**Raw records:**
======
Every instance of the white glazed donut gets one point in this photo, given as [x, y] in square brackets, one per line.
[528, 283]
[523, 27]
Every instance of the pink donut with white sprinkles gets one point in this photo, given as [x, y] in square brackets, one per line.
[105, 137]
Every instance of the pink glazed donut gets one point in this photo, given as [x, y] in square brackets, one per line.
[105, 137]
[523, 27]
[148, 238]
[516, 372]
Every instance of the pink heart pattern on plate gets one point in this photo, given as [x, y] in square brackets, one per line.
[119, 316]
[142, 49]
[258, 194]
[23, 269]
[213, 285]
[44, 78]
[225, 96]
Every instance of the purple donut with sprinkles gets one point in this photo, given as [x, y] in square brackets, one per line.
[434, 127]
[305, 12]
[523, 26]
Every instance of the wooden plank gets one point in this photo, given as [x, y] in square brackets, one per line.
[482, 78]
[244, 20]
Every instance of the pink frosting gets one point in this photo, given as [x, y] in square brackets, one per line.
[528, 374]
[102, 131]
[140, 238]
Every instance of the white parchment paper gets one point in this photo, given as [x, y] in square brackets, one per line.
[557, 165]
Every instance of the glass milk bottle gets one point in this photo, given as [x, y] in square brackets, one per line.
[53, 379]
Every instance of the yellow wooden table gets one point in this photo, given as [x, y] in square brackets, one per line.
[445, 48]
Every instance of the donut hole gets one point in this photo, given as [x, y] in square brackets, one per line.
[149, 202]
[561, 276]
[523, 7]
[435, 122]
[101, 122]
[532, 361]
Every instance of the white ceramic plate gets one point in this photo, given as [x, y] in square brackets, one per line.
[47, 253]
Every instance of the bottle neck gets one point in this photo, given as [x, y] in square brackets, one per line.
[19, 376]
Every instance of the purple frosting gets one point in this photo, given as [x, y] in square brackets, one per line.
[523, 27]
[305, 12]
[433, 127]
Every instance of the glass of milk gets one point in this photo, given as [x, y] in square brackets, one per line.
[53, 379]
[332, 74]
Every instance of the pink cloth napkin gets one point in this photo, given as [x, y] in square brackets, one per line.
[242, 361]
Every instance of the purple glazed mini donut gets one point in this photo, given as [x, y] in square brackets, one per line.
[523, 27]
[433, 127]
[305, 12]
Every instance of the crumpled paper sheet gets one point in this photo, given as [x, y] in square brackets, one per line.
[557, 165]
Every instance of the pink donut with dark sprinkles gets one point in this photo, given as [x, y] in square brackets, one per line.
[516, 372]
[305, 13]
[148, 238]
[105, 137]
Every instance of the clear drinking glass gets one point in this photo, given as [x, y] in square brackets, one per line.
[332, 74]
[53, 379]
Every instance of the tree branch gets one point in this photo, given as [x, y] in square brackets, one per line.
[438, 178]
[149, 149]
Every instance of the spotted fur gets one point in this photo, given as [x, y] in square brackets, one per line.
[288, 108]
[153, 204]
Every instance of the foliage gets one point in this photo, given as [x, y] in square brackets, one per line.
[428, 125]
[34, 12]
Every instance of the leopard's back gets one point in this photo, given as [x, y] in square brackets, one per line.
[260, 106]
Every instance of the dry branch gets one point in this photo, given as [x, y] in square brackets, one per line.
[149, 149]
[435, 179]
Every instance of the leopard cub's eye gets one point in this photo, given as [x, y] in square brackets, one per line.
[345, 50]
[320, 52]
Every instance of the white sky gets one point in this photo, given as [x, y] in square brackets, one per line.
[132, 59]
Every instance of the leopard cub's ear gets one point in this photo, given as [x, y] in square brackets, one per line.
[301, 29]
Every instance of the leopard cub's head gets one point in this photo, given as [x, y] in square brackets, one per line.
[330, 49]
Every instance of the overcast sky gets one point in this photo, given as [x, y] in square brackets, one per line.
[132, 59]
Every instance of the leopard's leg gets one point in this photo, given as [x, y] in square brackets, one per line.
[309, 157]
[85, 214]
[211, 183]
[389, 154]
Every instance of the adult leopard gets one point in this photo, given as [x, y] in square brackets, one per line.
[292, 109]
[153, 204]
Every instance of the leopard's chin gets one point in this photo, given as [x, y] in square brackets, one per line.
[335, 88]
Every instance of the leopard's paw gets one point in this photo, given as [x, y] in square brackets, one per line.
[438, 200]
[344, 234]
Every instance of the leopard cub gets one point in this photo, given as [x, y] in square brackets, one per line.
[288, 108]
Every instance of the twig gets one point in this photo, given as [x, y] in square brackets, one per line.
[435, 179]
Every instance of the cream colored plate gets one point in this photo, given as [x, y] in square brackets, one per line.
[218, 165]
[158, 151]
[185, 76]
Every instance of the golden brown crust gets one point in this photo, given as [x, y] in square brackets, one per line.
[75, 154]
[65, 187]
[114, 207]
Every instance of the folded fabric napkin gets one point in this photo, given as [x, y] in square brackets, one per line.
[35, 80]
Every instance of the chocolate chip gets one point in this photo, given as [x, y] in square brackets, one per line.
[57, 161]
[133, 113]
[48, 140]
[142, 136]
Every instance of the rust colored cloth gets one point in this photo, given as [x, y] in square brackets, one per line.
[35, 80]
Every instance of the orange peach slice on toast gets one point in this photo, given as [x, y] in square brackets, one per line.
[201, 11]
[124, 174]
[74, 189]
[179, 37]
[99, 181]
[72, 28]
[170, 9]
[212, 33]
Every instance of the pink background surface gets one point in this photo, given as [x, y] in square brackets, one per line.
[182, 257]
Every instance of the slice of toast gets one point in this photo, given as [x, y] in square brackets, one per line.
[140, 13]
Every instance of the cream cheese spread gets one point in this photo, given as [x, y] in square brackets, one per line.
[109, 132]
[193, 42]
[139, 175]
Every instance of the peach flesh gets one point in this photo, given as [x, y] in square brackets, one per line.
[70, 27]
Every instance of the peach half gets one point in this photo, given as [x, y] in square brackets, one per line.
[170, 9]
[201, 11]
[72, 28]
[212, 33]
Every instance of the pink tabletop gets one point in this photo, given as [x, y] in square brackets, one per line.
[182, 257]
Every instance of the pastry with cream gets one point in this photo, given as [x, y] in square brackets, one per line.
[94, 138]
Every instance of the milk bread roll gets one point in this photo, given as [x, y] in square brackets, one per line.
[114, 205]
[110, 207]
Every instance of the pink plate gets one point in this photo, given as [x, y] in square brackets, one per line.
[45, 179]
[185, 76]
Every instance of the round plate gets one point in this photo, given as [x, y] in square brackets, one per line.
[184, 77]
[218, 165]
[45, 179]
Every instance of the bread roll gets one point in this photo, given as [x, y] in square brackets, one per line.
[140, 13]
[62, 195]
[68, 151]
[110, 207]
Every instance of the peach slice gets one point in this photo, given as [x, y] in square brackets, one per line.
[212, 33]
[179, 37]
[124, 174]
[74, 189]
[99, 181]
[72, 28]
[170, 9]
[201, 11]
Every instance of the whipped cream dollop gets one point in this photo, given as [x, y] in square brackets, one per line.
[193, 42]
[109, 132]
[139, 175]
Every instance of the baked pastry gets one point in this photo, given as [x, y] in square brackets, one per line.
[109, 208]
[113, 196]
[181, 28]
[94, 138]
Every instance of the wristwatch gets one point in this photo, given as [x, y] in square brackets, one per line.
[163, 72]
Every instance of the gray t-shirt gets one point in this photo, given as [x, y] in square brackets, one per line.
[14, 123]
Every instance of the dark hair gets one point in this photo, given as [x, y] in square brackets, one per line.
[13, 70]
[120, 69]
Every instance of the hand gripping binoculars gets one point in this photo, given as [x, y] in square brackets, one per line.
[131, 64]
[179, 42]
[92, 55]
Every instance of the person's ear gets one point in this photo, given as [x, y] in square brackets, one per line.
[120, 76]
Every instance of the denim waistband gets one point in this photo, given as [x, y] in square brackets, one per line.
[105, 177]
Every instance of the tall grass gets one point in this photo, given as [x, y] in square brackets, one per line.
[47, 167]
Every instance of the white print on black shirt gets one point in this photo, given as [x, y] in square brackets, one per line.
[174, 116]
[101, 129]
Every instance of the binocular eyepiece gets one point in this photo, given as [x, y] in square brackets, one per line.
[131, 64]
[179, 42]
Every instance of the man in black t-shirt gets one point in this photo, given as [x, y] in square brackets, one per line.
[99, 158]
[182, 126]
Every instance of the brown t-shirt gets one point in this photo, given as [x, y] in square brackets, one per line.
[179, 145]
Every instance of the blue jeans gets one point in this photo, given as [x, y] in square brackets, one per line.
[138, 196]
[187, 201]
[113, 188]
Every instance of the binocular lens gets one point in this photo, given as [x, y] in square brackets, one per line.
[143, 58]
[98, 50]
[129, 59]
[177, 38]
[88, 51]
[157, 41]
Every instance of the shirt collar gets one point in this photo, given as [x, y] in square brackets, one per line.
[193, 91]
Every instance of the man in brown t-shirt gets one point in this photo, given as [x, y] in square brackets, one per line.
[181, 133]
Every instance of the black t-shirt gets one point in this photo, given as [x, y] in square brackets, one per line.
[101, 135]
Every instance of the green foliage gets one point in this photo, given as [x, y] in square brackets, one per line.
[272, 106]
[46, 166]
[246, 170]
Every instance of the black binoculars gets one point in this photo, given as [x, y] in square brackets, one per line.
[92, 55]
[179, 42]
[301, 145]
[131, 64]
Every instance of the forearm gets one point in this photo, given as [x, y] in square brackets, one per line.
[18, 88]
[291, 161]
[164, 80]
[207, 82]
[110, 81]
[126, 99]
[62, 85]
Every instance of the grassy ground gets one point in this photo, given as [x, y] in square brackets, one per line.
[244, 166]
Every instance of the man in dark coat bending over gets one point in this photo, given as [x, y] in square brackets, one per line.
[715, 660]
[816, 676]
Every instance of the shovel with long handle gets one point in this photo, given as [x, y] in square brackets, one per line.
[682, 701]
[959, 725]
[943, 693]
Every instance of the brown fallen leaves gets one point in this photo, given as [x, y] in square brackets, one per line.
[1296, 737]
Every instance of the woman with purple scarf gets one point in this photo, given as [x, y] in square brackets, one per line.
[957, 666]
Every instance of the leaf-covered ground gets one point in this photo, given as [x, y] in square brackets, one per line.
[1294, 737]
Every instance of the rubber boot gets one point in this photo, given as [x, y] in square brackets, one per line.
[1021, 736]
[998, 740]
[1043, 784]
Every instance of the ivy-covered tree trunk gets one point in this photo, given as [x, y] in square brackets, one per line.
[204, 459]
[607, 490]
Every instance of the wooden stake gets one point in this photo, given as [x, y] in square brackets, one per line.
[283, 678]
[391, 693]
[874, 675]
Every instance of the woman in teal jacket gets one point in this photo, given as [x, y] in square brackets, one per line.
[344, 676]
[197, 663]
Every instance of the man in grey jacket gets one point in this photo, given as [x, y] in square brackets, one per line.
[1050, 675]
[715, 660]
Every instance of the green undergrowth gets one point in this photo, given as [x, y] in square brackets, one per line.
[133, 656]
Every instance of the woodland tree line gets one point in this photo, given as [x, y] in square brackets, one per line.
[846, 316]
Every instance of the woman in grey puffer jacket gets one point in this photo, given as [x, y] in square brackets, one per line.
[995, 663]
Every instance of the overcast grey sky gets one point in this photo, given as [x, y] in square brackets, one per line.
======
**Exercise goal:** Rewrite everything from the line containing "Every instance of the woodland" down to the last of the items, switching "grey" to "gray" and leaving all else unchanged.

**Reply to the task:**
Every instance of the woodland tree line gets one point in this photo, given as [x, y] in square brackets, one per line.
[846, 316]
Every instance of the woman in gray puffer jacket gets one point in this photo, given as [x, y] in square brackets, one per line.
[995, 663]
Every instance of the overcast gray sky gets one point in this photo, given as [x, y] in square brackets, one per line.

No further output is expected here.